Problems to work on =>
1. Decide whether each statement agrees with the diary extract. Answer yes or no for each one, and quote the words from the extract that settle it.
(a) Corporal Alex Chisholm came back to duty from furlough on Thursday, March 2nd.
(b) It rained on Sunday, March 5th.
(c) A Brigade Dress parade was held on the afternoon of Monday, March 6th.
2. List every dated heading in the diary extract, in the order they appear.
3. Continue the Civil War diary from its last entry onward.

Source extract =>
Root Beer Lover
|The following is from the diary of 1st Sergeant Samuel A. Clear, Co. K, 116th Pa Volunteers. The enteries are from March 1865.
Wednesday, March 1st
We stood at the works all night. I was relieved off guard at 9 A.M. Had Dress parade as usual. Things quiet in front.
Thursday, March 2nd
Rain again this morning. I rains as easy as rolling off of a log. Corporal Alex Chisholm returned to duty from furlough to day. No strange news from Uniontown. The same old rigmarole, stand at the works, dress parade, &c.
Friday, March 3rd
Still it rains. I went on Picket and here I am on reserve and I find it a not very nice place as the rain is falling fast. Our tents do not do us much good as we left them in Cam. The rain slacked up this evening.
Saturday, March 4th
We had a beautiful little shower this morning. We was relieved and returned to camp at 11 A.M. and found things all right but damp.
Sunday, March 5th
No rain to day. The sun is making up for lost time and is drying the mud up fast. The boys are laying around in groups enjoying the sunshine. The same old rigmarole.
Monday, March 6th
This has been a beautiful day. I took a walk around the depot, had Brigade Dress parade this afternoon. All quiet in front.

Dataset section =>
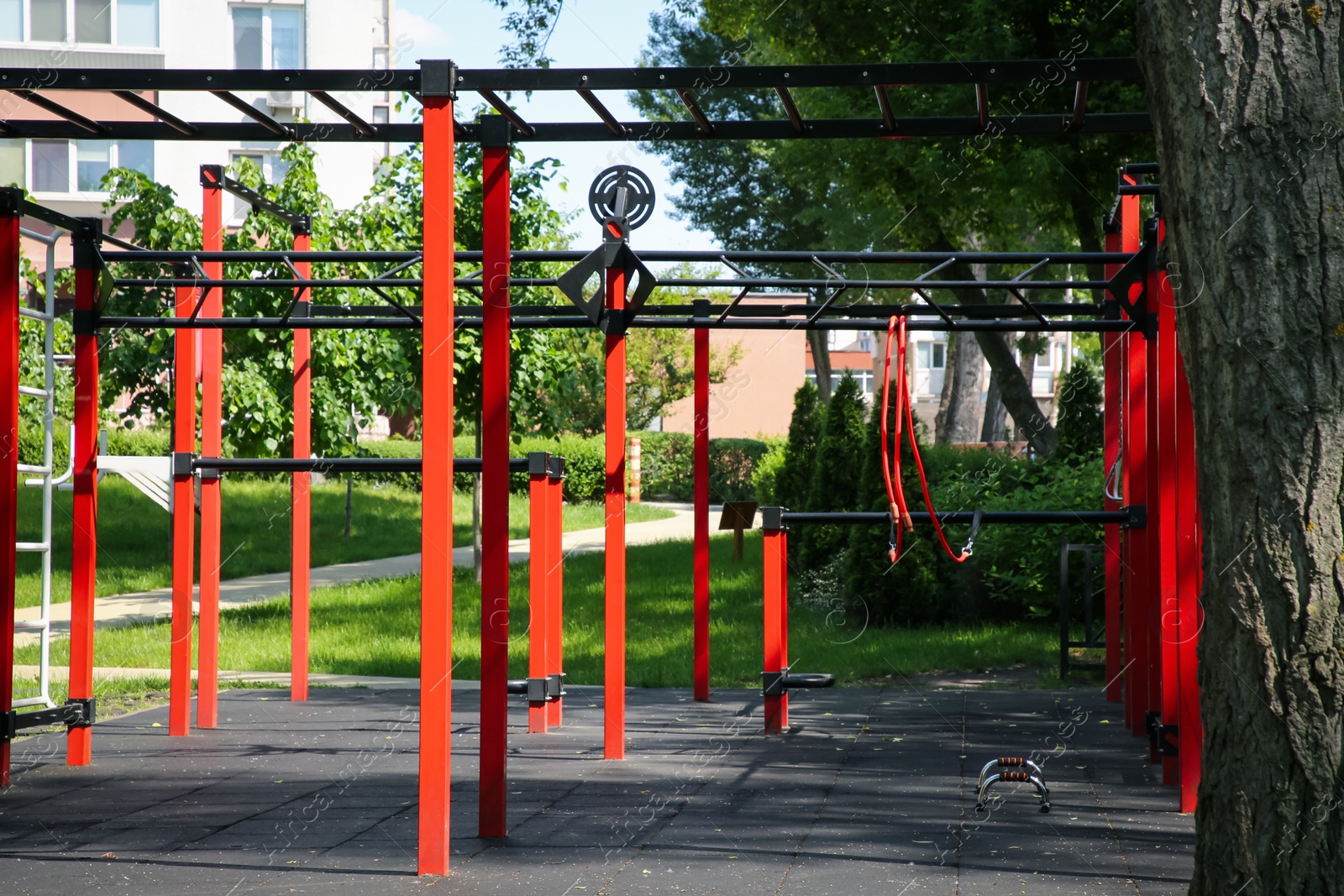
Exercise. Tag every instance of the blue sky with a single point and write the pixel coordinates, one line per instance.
(589, 33)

Answers to the exercises =>
1.
(a) Yes: "Corporal Alex Chisholm returned to duty from furlough to day."
(b) No: "No rain to day."
(c) Yes: "had Brigade Dress parade this afternoon."

2.
Wednesday, March 1st
Thursday, March 2nd
Friday, March 3rd
Saturday, March 4th
Sunday, March 5th
Monday, March 6th

3.
Tuesday, March 7th
Another fine day. I am sergeant of Camp guard, had Brigade Dress parade, we stand at the works to night.
Wednesday, March 8th
It rained all night and is still raining this morning was relieved off guard, we had to stand on the works all night.
Thursday, March 9th
Our Division, the first, fixed up and moved to the rear and was reviewed by Genl Meade, Warren and Humphreys. The men looked nice. We returned to Camp at dark and at 9 O'Clock our regiment was paid off. All quiet along the line.
Friday, March 10th
Rained all last night. I came on picket at 9 A.M. and am on the reserve. Hailed and rained all forenoon, cleared up nicely this afternoon. One man of the 64th was shot for desertion at 12 O'Clock, rather unhealthy to desert.
Saturday, March 11th
This is a fine morning, returned to Camp at 11 O'Clock. Went over to the depot to the Photograph Gallery, sit for a negative. All quiet to night.
Sunday, March 12th
This is a beautiful sabbath afternoon, usual Sunday morning inspection. Alex Chisholm and I went to the right of the line to Fort Sampson and Gregg. They are splendid forts and well manned. Sampson has the twin sisters, Two large Black pieces and several others not so large. Gregg also has nice Artillery pieces and would give the Johnnies a warm reception if they should want to pay us a visit. The Rebs are very well behaved lately.
Monday, March 13th
Went over to the depot and set for an ambrotype. I also got weighed and puled down 187 1/2 #, 10 # more than I ever weighed before. The weather is very nice this month. The boys are living well now on Sutler Struff.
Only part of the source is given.